### Document text

Almost one in five of parents of primary school pupils from families who are financially struggling reported that a lack of food made learning from home more difficult.
That’s one of the findings of a study of 3,409 parents in England, Wales, Scotland and Northern Ireland undertaken by psychologists at the University of Sussex during the first lockdown, in 2020.
These new reports focus on the amount of time spent home learning, how much of the materials school provided were used, pupil engagement, pupil motivation, how difficult pupils found home learning and the reasons why, in order to build a national picture of the impact of lockdown on school pupils’ education.
Parents of pupils from less advantaged backgrounds – defined as those whose children were eligible for free school meals, were struggling financially, or who did not have a university-level education – were much more likely to report that aspects of their home environment, such as levels of noise, lack of space, insufficient technology, and, in some cases, even a lack of food, make learning from home more difficult.
The study found that among primary school pupils, pupils eligible for Free School Meals (FSM) were more likely to struggle with their school work than those not eligible because of household noise and a lack of space, technology, internet, and even food.
Among secondary pupils, 39% of FSM eligible students reported that a lack of technology such as laptops or PCs made learning from home more difficult, compared to only 19% of non-FSM children.

### Entries
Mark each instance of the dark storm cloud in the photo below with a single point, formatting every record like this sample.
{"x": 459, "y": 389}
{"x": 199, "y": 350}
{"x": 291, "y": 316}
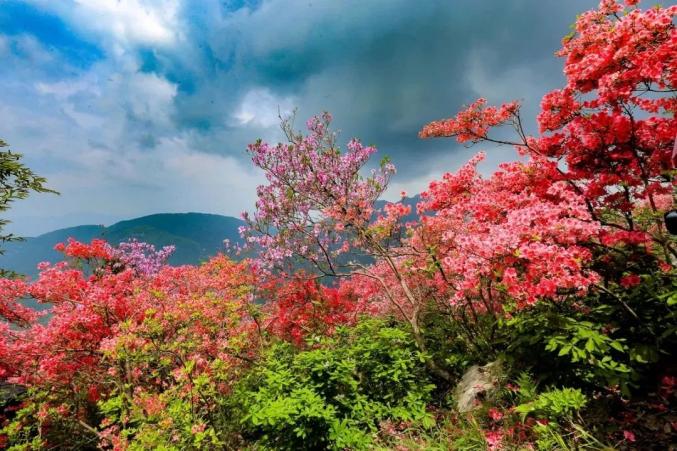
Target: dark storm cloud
{"x": 140, "y": 106}
{"x": 383, "y": 68}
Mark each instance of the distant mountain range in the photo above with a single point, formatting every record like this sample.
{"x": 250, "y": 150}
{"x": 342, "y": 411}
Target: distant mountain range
{"x": 197, "y": 236}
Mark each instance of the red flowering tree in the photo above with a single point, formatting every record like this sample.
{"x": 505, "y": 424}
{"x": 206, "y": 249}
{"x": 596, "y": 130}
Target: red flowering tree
{"x": 610, "y": 131}
{"x": 176, "y": 334}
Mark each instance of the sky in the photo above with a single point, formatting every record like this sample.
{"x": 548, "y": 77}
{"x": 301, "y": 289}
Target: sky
{"x": 134, "y": 107}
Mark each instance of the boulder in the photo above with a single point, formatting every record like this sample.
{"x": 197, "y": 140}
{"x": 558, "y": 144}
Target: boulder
{"x": 475, "y": 384}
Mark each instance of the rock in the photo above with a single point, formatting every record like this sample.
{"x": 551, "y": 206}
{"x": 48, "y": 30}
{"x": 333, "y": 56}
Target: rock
{"x": 475, "y": 384}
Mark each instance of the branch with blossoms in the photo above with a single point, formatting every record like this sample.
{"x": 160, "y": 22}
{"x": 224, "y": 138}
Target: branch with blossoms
{"x": 318, "y": 209}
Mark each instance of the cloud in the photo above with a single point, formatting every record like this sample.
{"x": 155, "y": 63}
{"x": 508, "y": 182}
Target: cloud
{"x": 261, "y": 108}
{"x": 140, "y": 106}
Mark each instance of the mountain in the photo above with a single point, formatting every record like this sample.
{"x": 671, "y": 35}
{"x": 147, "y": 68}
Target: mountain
{"x": 197, "y": 236}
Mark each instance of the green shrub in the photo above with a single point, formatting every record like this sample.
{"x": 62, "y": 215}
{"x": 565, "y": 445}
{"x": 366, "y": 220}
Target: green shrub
{"x": 334, "y": 395}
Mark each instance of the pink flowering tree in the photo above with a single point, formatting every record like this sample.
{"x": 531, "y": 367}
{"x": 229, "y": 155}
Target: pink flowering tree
{"x": 318, "y": 210}
{"x": 611, "y": 129}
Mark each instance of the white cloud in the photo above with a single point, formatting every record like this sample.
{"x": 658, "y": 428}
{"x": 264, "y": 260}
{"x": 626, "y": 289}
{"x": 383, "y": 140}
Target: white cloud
{"x": 122, "y": 23}
{"x": 262, "y": 108}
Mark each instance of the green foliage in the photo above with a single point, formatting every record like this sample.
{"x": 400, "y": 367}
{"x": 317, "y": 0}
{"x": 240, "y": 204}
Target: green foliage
{"x": 554, "y": 404}
{"x": 335, "y": 394}
{"x": 16, "y": 182}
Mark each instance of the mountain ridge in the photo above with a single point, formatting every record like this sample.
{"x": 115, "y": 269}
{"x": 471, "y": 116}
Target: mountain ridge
{"x": 196, "y": 236}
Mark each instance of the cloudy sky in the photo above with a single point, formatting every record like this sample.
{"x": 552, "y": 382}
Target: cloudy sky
{"x": 132, "y": 107}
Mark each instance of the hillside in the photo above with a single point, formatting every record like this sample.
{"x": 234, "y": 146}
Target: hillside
{"x": 196, "y": 236}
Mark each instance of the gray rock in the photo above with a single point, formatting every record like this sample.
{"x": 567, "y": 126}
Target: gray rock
{"x": 476, "y": 383}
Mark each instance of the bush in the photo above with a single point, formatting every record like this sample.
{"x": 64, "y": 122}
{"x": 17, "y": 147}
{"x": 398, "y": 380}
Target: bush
{"x": 336, "y": 394}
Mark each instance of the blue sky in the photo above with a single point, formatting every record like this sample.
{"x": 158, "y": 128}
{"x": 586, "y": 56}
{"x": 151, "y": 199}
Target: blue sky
{"x": 133, "y": 107}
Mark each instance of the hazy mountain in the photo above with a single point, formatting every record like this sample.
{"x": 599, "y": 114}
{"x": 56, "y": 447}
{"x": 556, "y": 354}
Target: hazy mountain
{"x": 196, "y": 236}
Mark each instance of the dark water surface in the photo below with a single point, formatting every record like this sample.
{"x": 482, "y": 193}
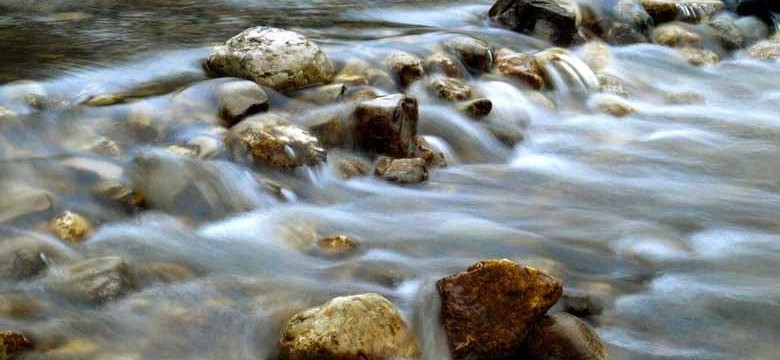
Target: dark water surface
{"x": 671, "y": 214}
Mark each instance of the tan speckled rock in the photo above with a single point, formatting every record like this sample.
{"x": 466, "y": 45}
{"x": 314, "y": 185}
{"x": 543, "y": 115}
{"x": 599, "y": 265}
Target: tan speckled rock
{"x": 71, "y": 227}
{"x": 359, "y": 327}
{"x": 277, "y": 58}
{"x": 488, "y": 310}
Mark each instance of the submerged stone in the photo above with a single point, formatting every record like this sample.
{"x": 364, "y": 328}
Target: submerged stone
{"x": 488, "y": 310}
{"x": 277, "y": 58}
{"x": 359, "y": 327}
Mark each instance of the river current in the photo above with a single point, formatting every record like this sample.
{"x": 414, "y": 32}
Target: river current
{"x": 671, "y": 214}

### Required tasks
**a.** Which four nations were the parents surveyed in the lockdown home-learning text from?
**b.** Copy the passage of the lockdown home-learning text between "Parents of pupils" and "make learning from home more difficult.", inclusive.

### Answer list
**a.** England, Wales, Scotland and Northern Ireland

**b.**
Parents of pupils from less advantaged backgrounds – defined as those whose children were eligible for free school meals, were struggling financially, or who did not have a university-level education – were much more likely to report that aspects of their home environment, such as levels of noise, lack of space, insufficient technology, and, in some cases, even a lack of food, make learning from home more difficult.